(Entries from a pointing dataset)
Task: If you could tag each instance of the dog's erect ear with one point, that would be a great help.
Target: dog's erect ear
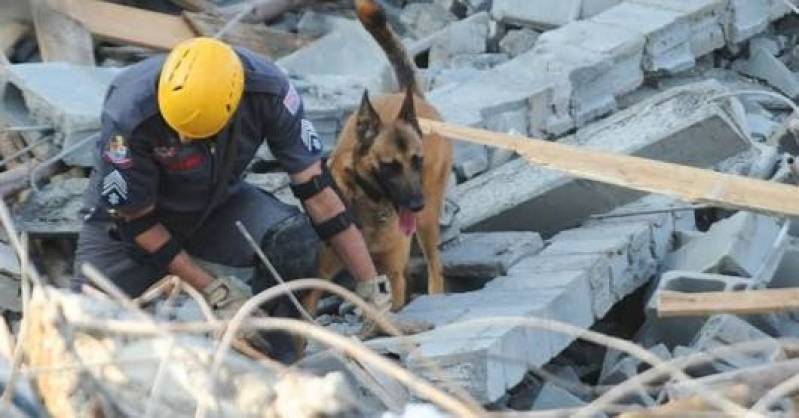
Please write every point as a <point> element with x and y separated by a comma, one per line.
<point>368,122</point>
<point>408,111</point>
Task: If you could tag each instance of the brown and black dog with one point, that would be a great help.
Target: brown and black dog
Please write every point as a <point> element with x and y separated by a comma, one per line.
<point>391,175</point>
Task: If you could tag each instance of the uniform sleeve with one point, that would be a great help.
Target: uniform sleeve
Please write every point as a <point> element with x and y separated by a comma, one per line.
<point>128,174</point>
<point>291,137</point>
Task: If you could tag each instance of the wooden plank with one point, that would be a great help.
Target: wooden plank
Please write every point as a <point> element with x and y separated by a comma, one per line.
<point>678,304</point>
<point>60,37</point>
<point>12,32</point>
<point>130,25</point>
<point>682,182</point>
<point>257,37</point>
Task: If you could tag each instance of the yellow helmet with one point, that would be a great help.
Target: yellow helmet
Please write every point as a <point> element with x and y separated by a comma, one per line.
<point>200,87</point>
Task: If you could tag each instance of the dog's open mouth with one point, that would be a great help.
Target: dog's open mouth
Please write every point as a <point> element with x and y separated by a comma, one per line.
<point>407,221</point>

• _SET TASK_:
Pictures don't belong in the copy. Transcribe every record exactly as it appears.

• _RESPONSE FOR THIS EXERCISE_:
Task: If you could tag each instance of the dog's erect ear with one point, that would be a great help.
Target: dog's erect ear
Please write every point as a <point> element with x and y separated by a comma, one per line.
<point>368,122</point>
<point>408,111</point>
Task: If you could tag each instance of the brown and black dog with one point, that would be a great help.
Target: brown and black dog
Please write every point as a <point> element with x and y separated by a comma, one per line.
<point>391,175</point>
Task: If you could tag each instance of the uniform sleeve with one point, that would be a great help.
Target: uniform sleeve
Please write every point as a <point> element with x and y separated by a comma, one per line.
<point>128,174</point>
<point>291,137</point>
Task: If you could tag each instance of the wooden plank with one point, that would be a great help.
Target: wooden plank
Please write every point as a <point> element with x and y separated by a comma, one per line.
<point>678,304</point>
<point>60,37</point>
<point>12,32</point>
<point>130,25</point>
<point>682,182</point>
<point>257,37</point>
Task: If you could tag each instance of the yellow helmet with one point, that would be a great help.
Target: yellow helmet
Please write every point as a <point> element with x and y separated by a comma, one per line.
<point>200,87</point>
Task: If you could tag each instance of the dog's open mouth with one point, that would be a great help.
Target: dog's open mouth
Please write every point as a <point> element with x and y separated by a comma, one per line.
<point>407,221</point>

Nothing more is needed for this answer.